■ To-do list:
A - Reproduce the passage of the Bitcoin valuation article below from "This article prices" to "comparison becomes direct.".
B - Answer these questions using the Bitcoin valuation article below.
(i) What is gold's total market capitalization in May 2026?
(ii) How many times the value of the entire Bitcoin network does the S&P 500 cost?
(iii) What price per Bitcoin does the section on the BTC denominator cite?
C - Carry the article on pricing assets in Bitcoin forward from its final sentence.

■ Selected excerpt:
* BEGIN *

Quick summary
Bitcoin’s fixed 21 million supply can be used as a rigid ruler to compare assets
Pricing gold, equities, and housing in BTC reveals their relative scale and unit bias
US housing, gold, and major stocks appear far costlier per BTC-equivalent than Bitcoin today
Despite volatility, Bitcoin’s capped supply makes cross-asset valuations clearer than expanding fiat rulers
Gold's total market capitalisation in May 2026 stands at $31.59 trillion. NVIDIA, the combined value of every share in the company, sits at $5.46 trillion. Bitcoin's network value sits at $1.56 trillion.
Gold costs 20x the entire Bitcoin network. NVIDIA costs 3.5x. The S&P 500 costs 33x. Price Bitcoin against the world's largest assets and something shifts. BTC stops looking expensive and starts functioning as a measuring tool for everything else.
This article prices the world's largest asset classes in Bitcoin. A measuring exercise that compares assets on the same scale, the way you might compare NVIDIA to Apple, but with Bitcoin as the common unit.

How To Value Assets In Bitcoin: BTC Denominator
Every price ever quoted is a ratio between an asset and whatever is being used to measure it. At $78,000 per Bitcoin, that ratio is Bitcoin measured against the US dollar at a specific moment in time. But Bitcoin carries a fixed supply of 21 million coins. That fixed supply is the denominator.
Divide any asset's market capitalisation by 21 million and the comparison becomes direct.

* END *

■ Data shown:
* BEGIN *

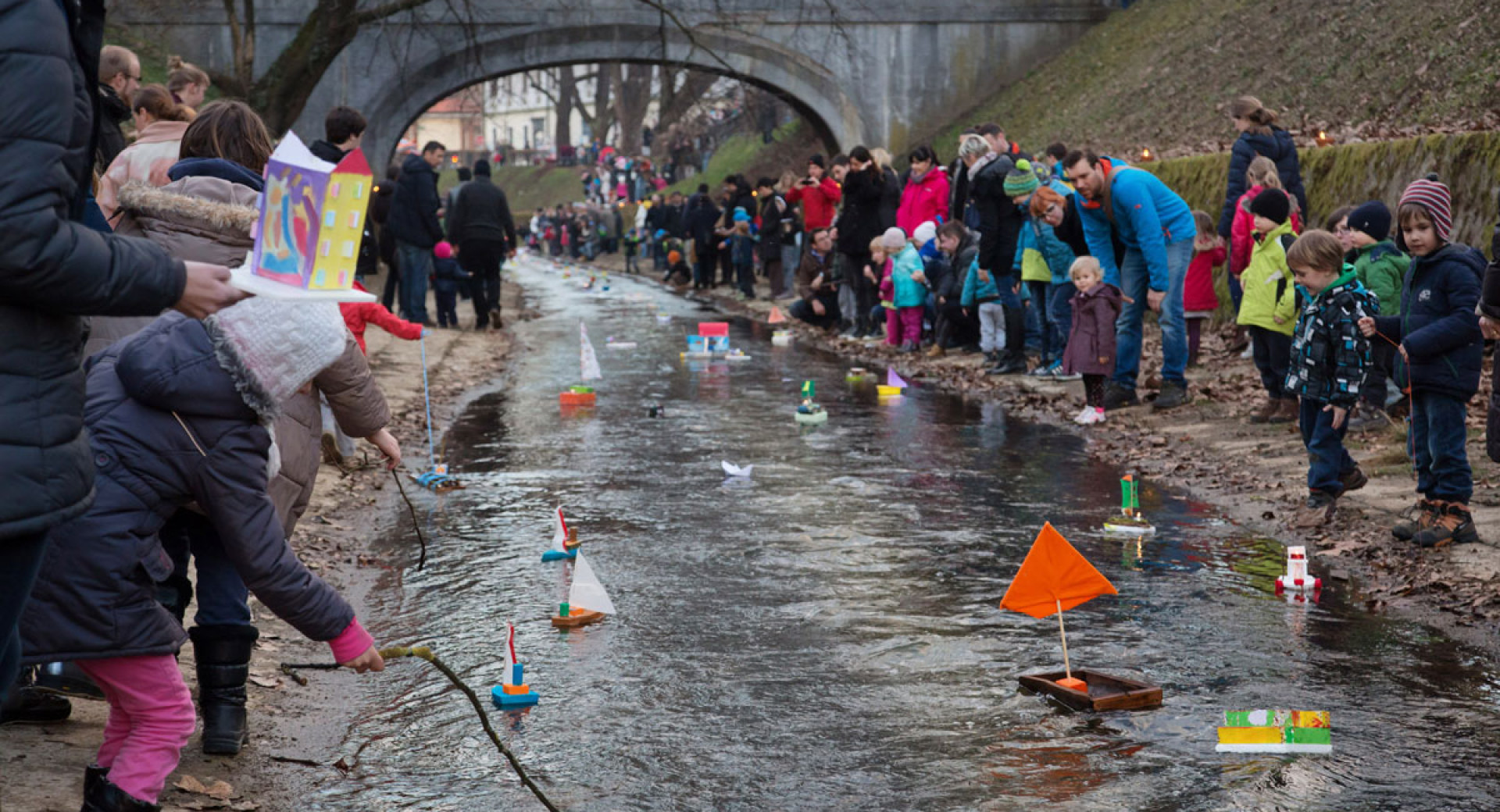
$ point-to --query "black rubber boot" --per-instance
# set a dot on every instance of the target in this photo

* END *

■ The responses:
A -
This article prices the world's largest asset classes in Bitcoin. A measuring exercise that compares assets on the same scale, the way you might compare NVIDIA to Apple, but with Bitcoin as the common unit.

How To Value Assets In Bitcoin: BTC Denominator
Every price ever quoted is a ratio between an asset and whatever is being used to measure it. At $78,000 per Bitcoin, that ratio is Bitcoin measured against the US dollar at a specific moment in time. But Bitcoin carries a fixed supply of 21 million coins. That fixed supply is the denominator.
Divide any asset's market capitalisation by 21 million and the comparison becomes direct.

B -
(i) $31.59 trillion
(ii) 33x
(iii) $78,000

C -
Economists call the chosen unit of measurement a numéraire. The dollar is today's dominant numéraire. Oil, stocks, housing, gold all priced against the dollar. But the dollar supply expands continuously through monetary policy. It is an elastic ruler. The length of the stick changes while measuring.
US public debt stood at $11.1 trillion in Q1 2009.

By Q4 2025 it reached $38.5 trillion, a 3.5x expansion in 16 years, per Federal Reserve data. The ruler stretched. Every asset priced in dollars was measured against a unit that kept shrinking.
Bitcoin's supply is roughly 20 million in circulation in May 2026. The issuance schedule is public, fixed, and unchangeable.
That makes Bitcoin a rigid ruler and rigid rulers reveal things elastic ones hide.
A 2007 LSE working paper by economist Willem Buiter Is Numérairology the Future of Monetary Economics? found that units of account are determined by individual choice and social convention, not government decree. The dollar is the dominant measuring stick not because it is the most accurate, but because convention made it the default. That convention is what Bitcoin is now pressure-testing.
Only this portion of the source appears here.